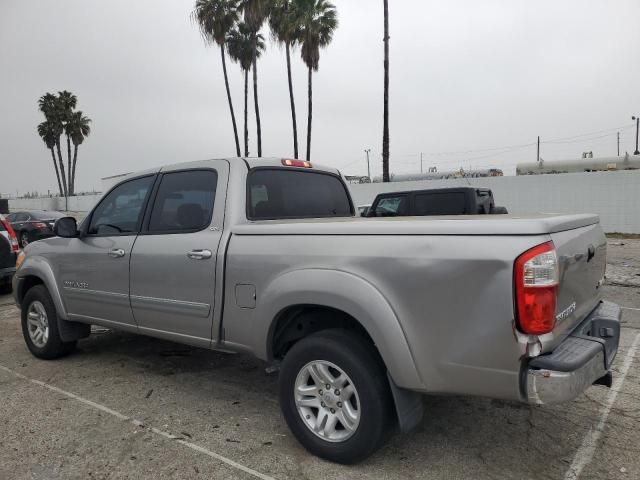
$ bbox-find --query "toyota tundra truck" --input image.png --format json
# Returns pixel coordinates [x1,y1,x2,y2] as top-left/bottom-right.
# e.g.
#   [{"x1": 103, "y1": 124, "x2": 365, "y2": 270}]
[{"x1": 13, "y1": 158, "x2": 621, "y2": 463}]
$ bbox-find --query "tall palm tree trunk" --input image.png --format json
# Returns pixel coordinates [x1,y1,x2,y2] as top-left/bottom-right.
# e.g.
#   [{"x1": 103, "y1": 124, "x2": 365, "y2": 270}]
[
  {"x1": 307, "y1": 67, "x2": 313, "y2": 162},
  {"x1": 285, "y1": 42, "x2": 298, "y2": 158},
  {"x1": 56, "y1": 139, "x2": 69, "y2": 197},
  {"x1": 71, "y1": 145, "x2": 78, "y2": 193},
  {"x1": 382, "y1": 0, "x2": 389, "y2": 182},
  {"x1": 244, "y1": 70, "x2": 249, "y2": 157},
  {"x1": 49, "y1": 147, "x2": 64, "y2": 196},
  {"x1": 253, "y1": 52, "x2": 262, "y2": 157},
  {"x1": 220, "y1": 45, "x2": 240, "y2": 157},
  {"x1": 67, "y1": 135, "x2": 73, "y2": 195}
]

-*-*-

Task objective: Print every line of the records above without any change, leaving out the pictures.

Answer below:
$ bbox-find --query "toyota tundra truck" --input image.png --format json
# Returns pixel coordinates [x1,y1,x2,y2] as top-left/bottom-right.
# e.g.
#   [{"x1": 103, "y1": 124, "x2": 365, "y2": 270}]
[{"x1": 13, "y1": 158, "x2": 621, "y2": 463}]
$ bbox-find --query "tall palm tree trunk" --input image.png --format json
# Returns pixel coordinates [x1,y1,x2,y2] as top-left/bottom-right.
# e.g.
#   [{"x1": 103, "y1": 124, "x2": 365, "y2": 270}]
[
  {"x1": 307, "y1": 67, "x2": 313, "y2": 162},
  {"x1": 285, "y1": 42, "x2": 298, "y2": 158},
  {"x1": 56, "y1": 139, "x2": 69, "y2": 197},
  {"x1": 71, "y1": 145, "x2": 78, "y2": 193},
  {"x1": 382, "y1": 0, "x2": 389, "y2": 182},
  {"x1": 244, "y1": 70, "x2": 249, "y2": 157},
  {"x1": 49, "y1": 147, "x2": 64, "y2": 196},
  {"x1": 253, "y1": 52, "x2": 262, "y2": 157},
  {"x1": 220, "y1": 45, "x2": 240, "y2": 157},
  {"x1": 67, "y1": 135, "x2": 73, "y2": 195}
]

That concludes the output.